• _EXERCISE SET_:
a. In the RFID security passage, what technique did the EPCglobal working group propose?
b. List the three main components of the SGTIN format named in the RFID security passage.
c. Continue the RFID security passage from its final sentence.

• _PAGE EXTRACT_:
____________________
So if you're placing RFID tags on valuable cargo and transporting it by truck, how do you make sure someone with rogue equipment can't spy on your merchandise? “One thing is, you limit the amount of sensitive information on the tag,” Karygiannis said.

Some companies are using precisely that tactic. In response to concerns from the pharmaceutical industry, a working group within the standards organization EPCglobal has proposed a technique known as masking, which involves leaving product information off the tag.

One of the common formats used on EPC tags is the serialized global trade identification number (SGTIN). Its three main components are the EPC manager, which identifies the manufacturer; the object class, which identifies the product; and a unique serial number.

When the product in question is, for example, Cheez Whiz, it's no big deal if a hacker can read the object class code, Asher explained. But when it's a valuable or sensitive product, such as medicine, security becomes vitally important.
____________________
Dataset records
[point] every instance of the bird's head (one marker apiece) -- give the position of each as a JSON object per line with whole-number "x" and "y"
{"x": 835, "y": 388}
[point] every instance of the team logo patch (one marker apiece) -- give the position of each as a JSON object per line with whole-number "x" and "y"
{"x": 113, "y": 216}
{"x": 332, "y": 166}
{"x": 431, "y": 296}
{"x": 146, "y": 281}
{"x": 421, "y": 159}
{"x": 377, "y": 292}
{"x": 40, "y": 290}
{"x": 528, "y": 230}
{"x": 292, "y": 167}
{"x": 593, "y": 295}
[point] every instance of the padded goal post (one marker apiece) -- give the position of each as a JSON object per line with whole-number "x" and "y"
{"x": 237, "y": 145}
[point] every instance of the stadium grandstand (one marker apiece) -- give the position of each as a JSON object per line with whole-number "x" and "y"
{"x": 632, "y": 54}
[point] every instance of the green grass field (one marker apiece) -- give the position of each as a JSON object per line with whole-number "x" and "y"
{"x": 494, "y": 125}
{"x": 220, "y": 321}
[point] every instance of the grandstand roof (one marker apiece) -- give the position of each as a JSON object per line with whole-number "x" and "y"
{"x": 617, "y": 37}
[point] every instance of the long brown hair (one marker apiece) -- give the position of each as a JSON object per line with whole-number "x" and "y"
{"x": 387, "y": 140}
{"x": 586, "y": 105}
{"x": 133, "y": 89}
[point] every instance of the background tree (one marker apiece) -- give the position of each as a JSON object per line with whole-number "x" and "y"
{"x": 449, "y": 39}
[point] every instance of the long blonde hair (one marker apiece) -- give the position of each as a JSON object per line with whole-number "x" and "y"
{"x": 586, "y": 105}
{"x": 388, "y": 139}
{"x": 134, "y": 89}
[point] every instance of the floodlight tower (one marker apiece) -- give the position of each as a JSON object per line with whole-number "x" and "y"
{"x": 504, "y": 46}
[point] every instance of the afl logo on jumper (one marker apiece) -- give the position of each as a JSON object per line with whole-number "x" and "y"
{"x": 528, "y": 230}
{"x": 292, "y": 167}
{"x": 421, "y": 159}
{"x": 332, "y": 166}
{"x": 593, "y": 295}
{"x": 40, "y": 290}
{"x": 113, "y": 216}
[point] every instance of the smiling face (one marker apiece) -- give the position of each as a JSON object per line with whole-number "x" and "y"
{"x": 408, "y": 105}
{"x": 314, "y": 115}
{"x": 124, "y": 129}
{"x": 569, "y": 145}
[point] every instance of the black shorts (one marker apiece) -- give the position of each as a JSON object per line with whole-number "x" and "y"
____________________
• _TASK ANSWERS_:
a. Masking, which involves leaving product information off the tag.

b.
- The EPC manager, which identifies the manufacturer
- The object class, which identifies the product
- A unique serial number

c.
Masking replaces the SGTIN product code with a row of zeroes. An unauthorized reader encountering those zeroes would not be able to identify the product. But through access to an EPC Information Service (EPCIS), an authorized reader could get that information.

“You could look up the serial number and find out what the product is,” said Asher, who co-chairs EPCglobal's EPCIS Software Action Group and its Data Exchange Joint Requirements Group.

Without access to the EPCIS, the EPC tag reveals only the identity of the manufacturer and a serial number. “Therefore, it would be very difficult to know what to do with this information if you've walked around and read it in the tractor-trailers,” Asher said.

Companies that put tags on individual items can use the same technique to protect the privacy of customers who are carrying the product, Asher added. “That's where the issue originally came up. The tractor-trailer issue was then brought up by the government, by the Drug Enforcement Agency.”

Other techniques for protecting the data on EPC tags also exist. One is to encrypt the data, Asher said. “If the reader does not have the code in it … you just get gibberish.”

The use of encryption in EPC tags is in its early stages, said Joe White, vice president of business development and marketing for the RFID division of Motorola's Enterprise Mobility Business (formerly Symbol Technologies). “But as more and more customers want to put more and more information on a tag, it becomes more and more important.”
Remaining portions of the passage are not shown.